> LISTED ENTRIES:
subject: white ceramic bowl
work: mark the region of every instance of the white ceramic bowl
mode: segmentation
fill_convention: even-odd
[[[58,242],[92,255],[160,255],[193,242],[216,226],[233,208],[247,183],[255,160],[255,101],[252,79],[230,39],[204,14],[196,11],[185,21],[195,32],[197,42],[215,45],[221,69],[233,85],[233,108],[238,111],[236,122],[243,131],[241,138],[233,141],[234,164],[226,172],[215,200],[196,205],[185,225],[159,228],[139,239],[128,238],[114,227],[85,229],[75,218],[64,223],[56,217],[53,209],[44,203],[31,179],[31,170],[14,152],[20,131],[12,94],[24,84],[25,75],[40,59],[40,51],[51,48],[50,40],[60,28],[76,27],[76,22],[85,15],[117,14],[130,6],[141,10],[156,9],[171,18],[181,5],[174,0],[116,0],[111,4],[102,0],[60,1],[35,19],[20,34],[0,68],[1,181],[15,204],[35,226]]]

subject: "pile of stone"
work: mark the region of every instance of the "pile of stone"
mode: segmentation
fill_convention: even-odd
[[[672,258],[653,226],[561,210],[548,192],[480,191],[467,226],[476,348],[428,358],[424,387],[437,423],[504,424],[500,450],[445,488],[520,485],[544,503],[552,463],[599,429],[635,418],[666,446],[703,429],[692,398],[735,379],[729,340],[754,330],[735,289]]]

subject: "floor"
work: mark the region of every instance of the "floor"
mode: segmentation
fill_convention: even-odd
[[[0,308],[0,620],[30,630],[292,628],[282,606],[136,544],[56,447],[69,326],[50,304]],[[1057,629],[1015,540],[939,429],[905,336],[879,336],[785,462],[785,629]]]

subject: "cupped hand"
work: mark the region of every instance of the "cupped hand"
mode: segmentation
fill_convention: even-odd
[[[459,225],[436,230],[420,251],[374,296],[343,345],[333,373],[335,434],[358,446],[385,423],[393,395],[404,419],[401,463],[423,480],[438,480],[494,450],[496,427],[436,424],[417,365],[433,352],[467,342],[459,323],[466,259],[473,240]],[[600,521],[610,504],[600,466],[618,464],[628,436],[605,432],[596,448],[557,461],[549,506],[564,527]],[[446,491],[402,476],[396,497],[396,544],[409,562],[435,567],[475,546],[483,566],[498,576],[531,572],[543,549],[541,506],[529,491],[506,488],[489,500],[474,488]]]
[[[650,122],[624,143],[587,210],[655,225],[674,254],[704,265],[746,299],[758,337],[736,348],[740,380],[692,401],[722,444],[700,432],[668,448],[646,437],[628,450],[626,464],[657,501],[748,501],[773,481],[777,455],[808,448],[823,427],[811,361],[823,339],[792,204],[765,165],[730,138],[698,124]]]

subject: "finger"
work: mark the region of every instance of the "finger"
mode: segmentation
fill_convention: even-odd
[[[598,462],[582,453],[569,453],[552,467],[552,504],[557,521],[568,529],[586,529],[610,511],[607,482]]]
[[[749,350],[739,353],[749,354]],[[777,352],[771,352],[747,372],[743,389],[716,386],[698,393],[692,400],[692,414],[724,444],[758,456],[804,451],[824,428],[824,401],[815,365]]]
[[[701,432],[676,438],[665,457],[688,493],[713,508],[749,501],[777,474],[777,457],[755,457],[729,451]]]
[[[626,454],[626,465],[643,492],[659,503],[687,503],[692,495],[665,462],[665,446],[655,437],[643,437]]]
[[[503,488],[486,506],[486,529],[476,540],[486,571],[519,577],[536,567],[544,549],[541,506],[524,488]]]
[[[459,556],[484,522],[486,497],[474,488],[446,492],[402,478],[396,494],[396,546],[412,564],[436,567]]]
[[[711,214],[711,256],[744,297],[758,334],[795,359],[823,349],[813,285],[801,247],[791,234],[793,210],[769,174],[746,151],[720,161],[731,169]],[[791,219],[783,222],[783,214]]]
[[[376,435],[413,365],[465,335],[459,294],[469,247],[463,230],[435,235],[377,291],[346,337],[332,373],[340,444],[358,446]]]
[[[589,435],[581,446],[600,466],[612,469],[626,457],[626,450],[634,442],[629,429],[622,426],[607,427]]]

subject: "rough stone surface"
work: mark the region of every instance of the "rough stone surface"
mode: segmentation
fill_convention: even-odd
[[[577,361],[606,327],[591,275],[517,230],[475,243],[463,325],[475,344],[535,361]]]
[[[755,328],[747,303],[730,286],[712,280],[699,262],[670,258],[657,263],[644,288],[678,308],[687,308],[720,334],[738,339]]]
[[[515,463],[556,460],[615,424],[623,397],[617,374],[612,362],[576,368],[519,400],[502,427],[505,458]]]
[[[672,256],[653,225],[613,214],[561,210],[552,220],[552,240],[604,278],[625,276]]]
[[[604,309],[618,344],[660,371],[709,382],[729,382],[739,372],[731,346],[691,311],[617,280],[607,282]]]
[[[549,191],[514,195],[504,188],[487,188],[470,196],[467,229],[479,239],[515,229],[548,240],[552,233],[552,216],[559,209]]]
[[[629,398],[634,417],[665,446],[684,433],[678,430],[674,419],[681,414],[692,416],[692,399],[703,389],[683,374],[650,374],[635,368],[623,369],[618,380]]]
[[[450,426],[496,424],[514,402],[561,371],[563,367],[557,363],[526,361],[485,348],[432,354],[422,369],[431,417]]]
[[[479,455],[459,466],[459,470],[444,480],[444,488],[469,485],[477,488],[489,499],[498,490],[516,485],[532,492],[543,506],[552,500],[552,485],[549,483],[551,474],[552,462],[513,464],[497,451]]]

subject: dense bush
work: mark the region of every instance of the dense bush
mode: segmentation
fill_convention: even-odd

> WORK TO BE COMPLETED: Go through the records above and set each one down exactly, please.

> RESPONSE TO THE EXERCISE:
subject: white ceramic bowl
work: mark the region of every instance of the white ceramic bowl
mode: segmentation
fill_convention: even-odd
[[[58,242],[92,255],[160,255],[193,242],[216,226],[233,208],[247,183],[255,160],[255,101],[252,79],[230,39],[204,14],[196,11],[185,21],[195,32],[197,42],[215,45],[221,69],[233,85],[233,108],[238,111],[236,122],[243,131],[241,138],[233,141],[234,164],[226,172],[215,200],[196,205],[185,225],[159,228],[139,239],[128,238],[114,227],[85,229],[75,218],[64,223],[56,217],[53,209],[44,203],[31,179],[31,170],[14,152],[20,131],[12,94],[24,84],[25,75],[40,59],[40,51],[51,48],[50,40],[60,28],[76,27],[76,22],[85,15],[117,14],[130,6],[141,10],[156,9],[171,18],[181,5],[174,0],[116,0],[111,4],[102,0],[60,1],[35,19],[20,34],[0,68],[1,181],[15,204],[35,226]]]

subject: "pile of stone"
work: mark the region of every instance of the "pile of stone"
mode: segmentation
fill_convention: even-odd
[[[672,258],[653,226],[561,210],[548,192],[480,191],[467,226],[476,348],[428,358],[424,387],[437,423],[504,424],[500,450],[445,488],[520,485],[544,503],[552,463],[599,429],[635,418],[666,446],[703,429],[692,398],[735,379],[729,340],[754,330],[735,289]]]

subject: "floor"
work: mark the region of every instance of the "floor"
mode: segmentation
fill_convention: even-odd
[[[0,308],[0,620],[30,630],[292,628],[282,606],[136,544],[56,447],[69,326],[50,304]],[[1057,629],[1015,540],[939,429],[905,336],[879,336],[785,462],[785,629]]]

subject: "cupped hand"
work: mark the region of every instance of the "cupped hand"
mode: segmentation
fill_convention: even-odd
[[[459,225],[436,230],[420,251],[374,296],[343,345],[333,373],[335,434],[358,446],[385,423],[393,395],[404,419],[401,463],[423,480],[438,480],[494,450],[496,427],[436,424],[417,365],[433,352],[467,342],[459,323],[466,259],[473,240]],[[600,521],[610,504],[600,466],[618,464],[628,436],[605,432],[596,448],[557,461],[549,506],[564,527]],[[446,491],[402,476],[396,497],[396,544],[409,562],[435,567],[475,546],[483,566],[498,576],[531,572],[543,549],[541,506],[529,491],[506,488],[489,500],[474,488]]]
[[[650,122],[624,143],[587,210],[655,225],[674,254],[704,265],[746,299],[758,337],[736,348],[740,380],[692,401],[722,444],[700,432],[668,448],[646,437],[628,450],[626,464],[657,501],[748,501],[773,481],[777,455],[808,448],[823,427],[811,361],[823,339],[792,204],[765,165],[730,138],[698,124]]]

subject: "finger"
work: mark the region of every instance of the "finger"
mode: segmentation
fill_convention: even-odd
[[[598,462],[582,453],[569,453],[552,467],[552,504],[557,521],[568,529],[586,529],[610,511],[607,482]]]
[[[749,350],[739,353],[749,354]],[[777,352],[771,352],[747,372],[743,389],[716,386],[698,393],[692,400],[692,414],[724,444],[758,456],[804,451],[824,428],[824,401],[815,365]]]
[[[701,432],[676,438],[665,457],[688,493],[713,508],[749,501],[777,474],[777,457],[755,457],[729,451]]]
[[[626,454],[626,465],[643,492],[659,503],[687,503],[692,495],[665,462],[665,446],[655,437],[643,437]]]
[[[503,488],[486,506],[486,529],[476,540],[486,571],[519,577],[536,567],[544,549],[541,506],[524,488]]]
[[[459,556],[484,522],[486,497],[474,488],[446,492],[402,478],[396,494],[396,546],[412,564],[436,567]]]
[[[711,214],[711,256],[744,297],[758,334],[795,359],[823,349],[813,285],[801,247],[791,234],[793,210],[769,174],[746,151],[720,161],[731,169]],[[791,219],[783,222],[783,214]]]
[[[376,435],[413,365],[465,335],[459,294],[469,247],[463,230],[435,235],[377,291],[346,337],[332,373],[340,444],[358,446]]]
[[[589,435],[581,446],[600,466],[612,469],[626,457],[626,450],[634,442],[629,429],[622,426],[607,427]]]

subject: "rough stone surface"
work: mark the region of every instance of the "rough stone surface"
mode: segmentation
fill_convention: even-odd
[[[577,361],[606,327],[591,275],[517,230],[475,243],[463,325],[475,344],[535,361]]]
[[[755,328],[747,303],[730,286],[712,280],[699,262],[670,258],[657,263],[644,288],[678,308],[687,308],[720,334],[738,339]]]
[[[515,463],[556,460],[615,424],[623,397],[617,374],[612,362],[576,368],[519,400],[502,427],[505,458]]]
[[[672,256],[653,225],[613,214],[561,210],[552,220],[552,240],[604,278],[625,276]]]
[[[604,309],[618,344],[660,371],[709,382],[729,382],[739,372],[731,346],[691,311],[617,280],[607,282]]]
[[[549,191],[514,195],[504,188],[487,188],[470,196],[467,229],[479,239],[515,229],[548,240],[552,233],[552,216],[559,209]]]
[[[629,398],[634,417],[665,446],[684,433],[678,430],[674,419],[681,414],[692,416],[692,399],[703,389],[683,374],[650,374],[635,368],[623,369],[618,380]]]
[[[450,426],[496,424],[514,402],[561,371],[563,367],[557,363],[526,361],[485,348],[432,354],[422,369],[431,417]]]
[[[479,455],[459,466],[459,470],[444,480],[444,488],[469,485],[477,488],[489,499],[498,490],[516,485],[532,492],[543,506],[552,500],[552,485],[549,483],[551,474],[552,462],[513,464],[497,451]]]

subject: dense bush
work: mark the region of every instance of the dense bush
mode: segmentation
fill_convention: even-odd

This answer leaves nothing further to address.